SHORT TASK ▸ Rewrite everything from the line containing "indicate: chair backrest" down to the end of the records, replacing "shelf" with "ledge" and leaving the rest unchanged.

RECORDED DATA ▸
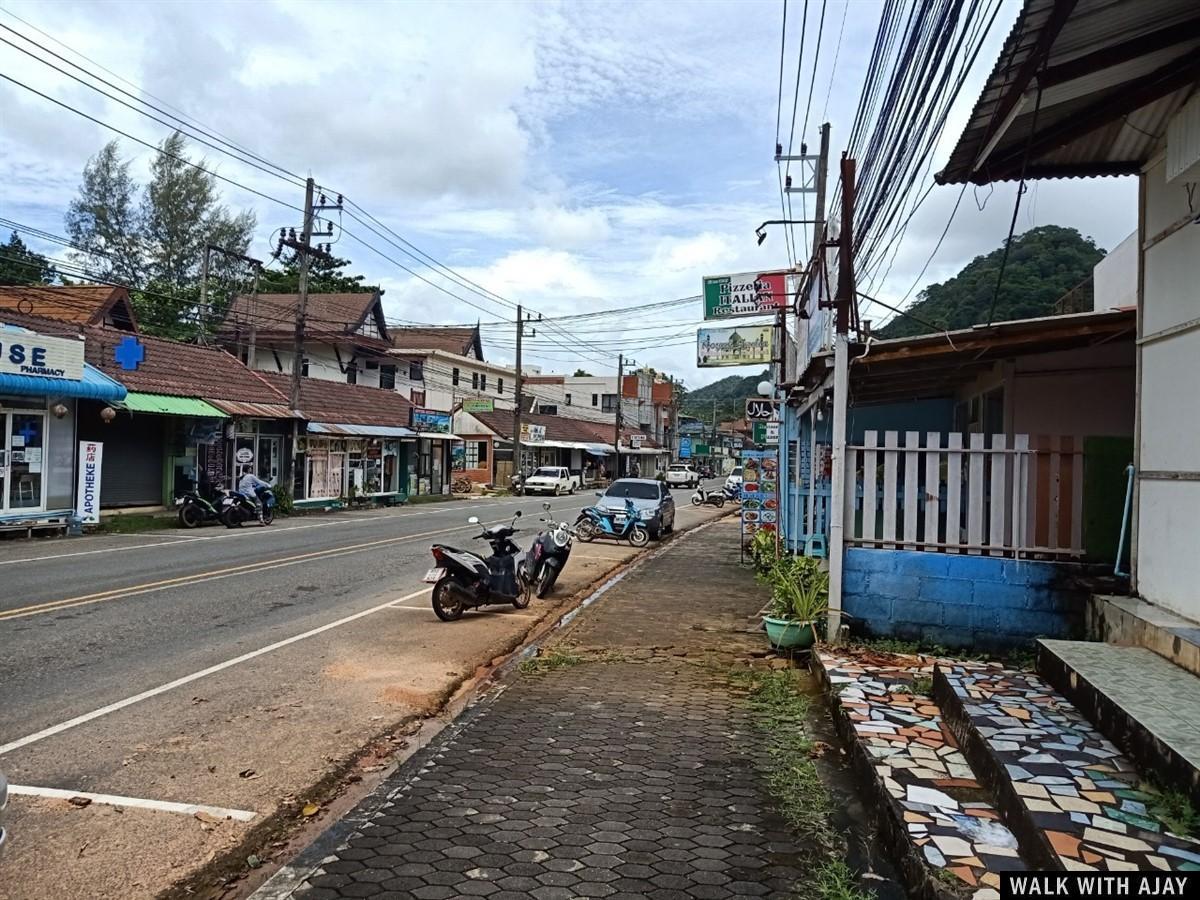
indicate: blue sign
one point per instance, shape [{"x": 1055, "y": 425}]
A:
[{"x": 130, "y": 353}]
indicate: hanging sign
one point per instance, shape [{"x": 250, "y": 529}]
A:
[
  {"x": 431, "y": 420},
  {"x": 760, "y": 492},
  {"x": 31, "y": 354},
  {"x": 91, "y": 454},
  {"x": 744, "y": 346},
  {"x": 727, "y": 297}
]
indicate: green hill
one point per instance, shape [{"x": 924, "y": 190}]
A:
[
  {"x": 1044, "y": 264},
  {"x": 730, "y": 394}
]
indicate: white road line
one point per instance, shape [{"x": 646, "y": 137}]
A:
[
  {"x": 196, "y": 676},
  {"x": 108, "y": 799}
]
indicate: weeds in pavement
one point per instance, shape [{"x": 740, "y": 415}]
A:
[
  {"x": 547, "y": 661},
  {"x": 835, "y": 881},
  {"x": 1173, "y": 809}
]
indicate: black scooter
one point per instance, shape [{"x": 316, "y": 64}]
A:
[
  {"x": 466, "y": 581},
  {"x": 196, "y": 510},
  {"x": 547, "y": 557}
]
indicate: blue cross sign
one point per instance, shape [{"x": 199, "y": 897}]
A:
[{"x": 130, "y": 353}]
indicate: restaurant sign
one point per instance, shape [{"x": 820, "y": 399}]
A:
[
  {"x": 727, "y": 297},
  {"x": 743, "y": 346},
  {"x": 431, "y": 420}
]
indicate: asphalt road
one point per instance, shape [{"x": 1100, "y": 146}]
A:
[{"x": 87, "y": 622}]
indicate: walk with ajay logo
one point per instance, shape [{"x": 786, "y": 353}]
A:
[{"x": 1072, "y": 885}]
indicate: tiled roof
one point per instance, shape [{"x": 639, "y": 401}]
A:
[
  {"x": 325, "y": 315},
  {"x": 335, "y": 402},
  {"x": 451, "y": 340},
  {"x": 77, "y": 304},
  {"x": 180, "y": 370}
]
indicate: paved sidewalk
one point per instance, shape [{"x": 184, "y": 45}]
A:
[{"x": 607, "y": 777}]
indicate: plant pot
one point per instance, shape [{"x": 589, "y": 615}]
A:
[{"x": 787, "y": 635}]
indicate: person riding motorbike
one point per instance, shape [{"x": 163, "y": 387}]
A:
[{"x": 249, "y": 485}]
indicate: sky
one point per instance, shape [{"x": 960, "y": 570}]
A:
[{"x": 569, "y": 156}]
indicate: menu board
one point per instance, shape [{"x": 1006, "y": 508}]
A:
[{"x": 760, "y": 492}]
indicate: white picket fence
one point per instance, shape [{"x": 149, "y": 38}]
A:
[{"x": 985, "y": 497}]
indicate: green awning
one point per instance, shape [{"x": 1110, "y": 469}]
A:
[{"x": 167, "y": 405}]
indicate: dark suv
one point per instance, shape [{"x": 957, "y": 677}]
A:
[{"x": 652, "y": 498}]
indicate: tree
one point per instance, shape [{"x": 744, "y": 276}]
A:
[
  {"x": 21, "y": 265},
  {"x": 154, "y": 240},
  {"x": 105, "y": 220},
  {"x": 1044, "y": 264}
]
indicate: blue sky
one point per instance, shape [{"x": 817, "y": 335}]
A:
[{"x": 571, "y": 156}]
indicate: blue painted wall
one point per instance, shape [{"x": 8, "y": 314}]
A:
[{"x": 959, "y": 600}]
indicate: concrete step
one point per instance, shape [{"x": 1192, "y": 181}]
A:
[
  {"x": 1146, "y": 706},
  {"x": 1071, "y": 797},
  {"x": 933, "y": 813}
]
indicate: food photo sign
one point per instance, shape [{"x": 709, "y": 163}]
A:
[{"x": 760, "y": 492}]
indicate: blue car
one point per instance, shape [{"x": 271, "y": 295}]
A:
[{"x": 652, "y": 499}]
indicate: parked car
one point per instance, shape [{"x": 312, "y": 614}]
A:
[
  {"x": 652, "y": 498},
  {"x": 4, "y": 803},
  {"x": 551, "y": 479},
  {"x": 735, "y": 479},
  {"x": 682, "y": 474}
]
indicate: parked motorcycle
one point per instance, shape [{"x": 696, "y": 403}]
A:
[
  {"x": 237, "y": 508},
  {"x": 466, "y": 581},
  {"x": 708, "y": 498},
  {"x": 196, "y": 510},
  {"x": 547, "y": 556},
  {"x": 595, "y": 522}
]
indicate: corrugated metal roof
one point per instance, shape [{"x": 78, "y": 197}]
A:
[{"x": 1111, "y": 76}]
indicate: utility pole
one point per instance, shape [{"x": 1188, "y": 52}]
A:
[
  {"x": 305, "y": 251},
  {"x": 516, "y": 413},
  {"x": 846, "y": 298}
]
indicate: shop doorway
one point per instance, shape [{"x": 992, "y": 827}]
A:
[{"x": 22, "y": 461}]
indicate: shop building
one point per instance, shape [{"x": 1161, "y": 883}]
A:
[{"x": 48, "y": 395}]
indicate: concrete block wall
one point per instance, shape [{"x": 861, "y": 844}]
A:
[{"x": 960, "y": 600}]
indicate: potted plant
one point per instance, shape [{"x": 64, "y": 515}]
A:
[{"x": 799, "y": 593}]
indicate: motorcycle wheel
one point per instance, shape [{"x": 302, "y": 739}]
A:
[
  {"x": 445, "y": 603},
  {"x": 546, "y": 581}
]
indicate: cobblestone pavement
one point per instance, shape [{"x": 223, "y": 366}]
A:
[{"x": 604, "y": 779}]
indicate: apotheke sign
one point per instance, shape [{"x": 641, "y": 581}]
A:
[{"x": 31, "y": 354}]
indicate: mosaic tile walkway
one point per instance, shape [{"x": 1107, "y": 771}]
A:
[
  {"x": 1077, "y": 792},
  {"x": 917, "y": 759}
]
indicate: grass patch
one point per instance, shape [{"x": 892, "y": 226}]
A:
[
  {"x": 834, "y": 881},
  {"x": 136, "y": 522},
  {"x": 549, "y": 661},
  {"x": 1173, "y": 809},
  {"x": 780, "y": 714}
]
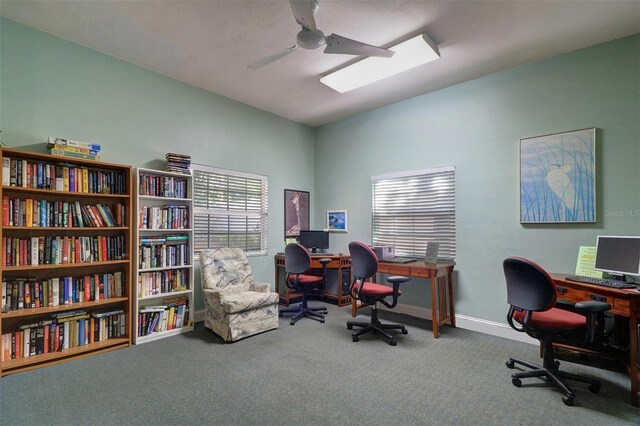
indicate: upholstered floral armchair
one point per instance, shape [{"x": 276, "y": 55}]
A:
[{"x": 236, "y": 305}]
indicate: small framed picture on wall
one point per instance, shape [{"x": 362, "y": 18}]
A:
[{"x": 337, "y": 220}]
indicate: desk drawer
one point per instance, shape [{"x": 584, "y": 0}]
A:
[
  {"x": 392, "y": 269},
  {"x": 618, "y": 305}
]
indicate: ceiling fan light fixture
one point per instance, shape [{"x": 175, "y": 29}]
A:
[{"x": 409, "y": 54}]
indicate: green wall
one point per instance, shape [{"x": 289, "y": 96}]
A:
[
  {"x": 51, "y": 87},
  {"x": 476, "y": 126}
]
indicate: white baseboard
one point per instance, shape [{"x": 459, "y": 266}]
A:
[
  {"x": 469, "y": 323},
  {"x": 198, "y": 315}
]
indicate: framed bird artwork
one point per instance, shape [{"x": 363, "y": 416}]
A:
[{"x": 558, "y": 177}]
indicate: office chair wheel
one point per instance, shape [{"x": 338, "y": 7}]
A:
[{"x": 568, "y": 400}]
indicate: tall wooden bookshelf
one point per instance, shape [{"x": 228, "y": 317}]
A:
[
  {"x": 76, "y": 270},
  {"x": 163, "y": 303}
]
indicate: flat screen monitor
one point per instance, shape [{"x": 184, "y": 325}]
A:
[
  {"x": 314, "y": 240},
  {"x": 618, "y": 255}
]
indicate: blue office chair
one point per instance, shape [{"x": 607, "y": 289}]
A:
[
  {"x": 364, "y": 264},
  {"x": 532, "y": 296},
  {"x": 297, "y": 263}
]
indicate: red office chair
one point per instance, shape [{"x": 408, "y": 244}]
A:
[
  {"x": 532, "y": 297},
  {"x": 297, "y": 263},
  {"x": 364, "y": 264}
]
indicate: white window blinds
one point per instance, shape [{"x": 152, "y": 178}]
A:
[
  {"x": 413, "y": 208},
  {"x": 230, "y": 209}
]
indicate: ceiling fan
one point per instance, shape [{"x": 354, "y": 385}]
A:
[{"x": 310, "y": 37}]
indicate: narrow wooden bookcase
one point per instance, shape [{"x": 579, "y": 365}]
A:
[
  {"x": 66, "y": 276},
  {"x": 164, "y": 262}
]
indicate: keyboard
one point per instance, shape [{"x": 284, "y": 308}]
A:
[
  {"x": 605, "y": 282},
  {"x": 400, "y": 259}
]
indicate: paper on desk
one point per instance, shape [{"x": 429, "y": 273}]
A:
[{"x": 586, "y": 262}]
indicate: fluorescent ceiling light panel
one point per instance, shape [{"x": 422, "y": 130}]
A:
[{"x": 408, "y": 54}]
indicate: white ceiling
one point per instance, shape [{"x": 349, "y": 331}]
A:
[{"x": 209, "y": 43}]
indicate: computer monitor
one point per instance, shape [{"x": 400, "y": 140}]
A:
[
  {"x": 314, "y": 240},
  {"x": 617, "y": 255}
]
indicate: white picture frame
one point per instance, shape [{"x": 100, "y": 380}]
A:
[{"x": 337, "y": 221}]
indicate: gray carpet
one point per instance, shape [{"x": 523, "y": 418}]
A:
[{"x": 308, "y": 374}]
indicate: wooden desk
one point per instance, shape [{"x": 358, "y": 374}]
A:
[
  {"x": 338, "y": 263},
  {"x": 441, "y": 276},
  {"x": 624, "y": 304}
]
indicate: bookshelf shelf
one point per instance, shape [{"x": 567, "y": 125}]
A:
[
  {"x": 22, "y": 364},
  {"x": 65, "y": 265},
  {"x": 49, "y": 309},
  {"x": 164, "y": 257},
  {"x": 52, "y": 311}
]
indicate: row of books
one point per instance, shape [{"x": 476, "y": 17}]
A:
[
  {"x": 162, "y": 256},
  {"x": 43, "y": 213},
  {"x": 178, "y": 163},
  {"x": 164, "y": 217},
  {"x": 62, "y": 331},
  {"x": 163, "y": 186},
  {"x": 74, "y": 149},
  {"x": 172, "y": 314},
  {"x": 29, "y": 293},
  {"x": 162, "y": 239},
  {"x": 160, "y": 282},
  {"x": 17, "y": 251},
  {"x": 61, "y": 176}
]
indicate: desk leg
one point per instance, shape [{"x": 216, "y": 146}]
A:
[
  {"x": 434, "y": 307},
  {"x": 634, "y": 374},
  {"x": 451, "y": 304}
]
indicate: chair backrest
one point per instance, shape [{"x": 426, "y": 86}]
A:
[
  {"x": 364, "y": 262},
  {"x": 297, "y": 259},
  {"x": 529, "y": 287},
  {"x": 225, "y": 269}
]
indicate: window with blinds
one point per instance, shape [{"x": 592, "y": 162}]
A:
[
  {"x": 413, "y": 208},
  {"x": 229, "y": 209}
]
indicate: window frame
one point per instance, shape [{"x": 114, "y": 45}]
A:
[
  {"x": 208, "y": 213},
  {"x": 433, "y": 218}
]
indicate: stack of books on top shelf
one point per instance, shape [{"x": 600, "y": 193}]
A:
[
  {"x": 74, "y": 149},
  {"x": 178, "y": 163}
]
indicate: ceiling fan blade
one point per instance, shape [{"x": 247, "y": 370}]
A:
[
  {"x": 303, "y": 11},
  {"x": 346, "y": 46},
  {"x": 273, "y": 57}
]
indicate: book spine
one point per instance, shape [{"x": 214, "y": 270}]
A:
[{"x": 72, "y": 143}]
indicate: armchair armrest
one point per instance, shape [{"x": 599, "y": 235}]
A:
[{"x": 260, "y": 287}]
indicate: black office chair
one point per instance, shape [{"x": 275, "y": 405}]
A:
[
  {"x": 364, "y": 264},
  {"x": 297, "y": 263},
  {"x": 532, "y": 297}
]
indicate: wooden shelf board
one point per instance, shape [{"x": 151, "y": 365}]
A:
[
  {"x": 73, "y": 306},
  {"x": 13, "y": 365}
]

CORRECT OUTPUT ▸
indicate: chair backrest
one point per instance, shape [{"x": 426, "y": 86}]
A:
[
  {"x": 364, "y": 262},
  {"x": 297, "y": 259},
  {"x": 529, "y": 287},
  {"x": 225, "y": 269}
]
indicate: window with blinds
one point per instance, shape [{"x": 592, "y": 162}]
A:
[
  {"x": 413, "y": 208},
  {"x": 229, "y": 209}
]
indicate: window frame
one point per instance, shape [{"x": 114, "y": 45}]
A:
[
  {"x": 208, "y": 213},
  {"x": 433, "y": 218}
]
indicate: stack of books on top ledge
one point per instance, shape [{"x": 600, "y": 193}]
A:
[
  {"x": 74, "y": 149},
  {"x": 178, "y": 163}
]
indicate: ceiling fan blade
one point per instance, shape [{"x": 247, "y": 370}]
A:
[
  {"x": 303, "y": 11},
  {"x": 346, "y": 46},
  {"x": 273, "y": 57}
]
indicate: book spine
one point per instance, shape [{"x": 214, "y": 270}]
A:
[{"x": 72, "y": 143}]
indicate: armchair armrest
one point per instance, shape [{"x": 599, "y": 235}]
A:
[{"x": 260, "y": 287}]
indicate: black office chair
one point per instance, shape [{"x": 275, "y": 405}]
A:
[
  {"x": 364, "y": 264},
  {"x": 297, "y": 263},
  {"x": 532, "y": 297}
]
indicate: wooden ledge board
one point per instance, shape [{"x": 151, "y": 365}]
A:
[
  {"x": 73, "y": 306},
  {"x": 13, "y": 365}
]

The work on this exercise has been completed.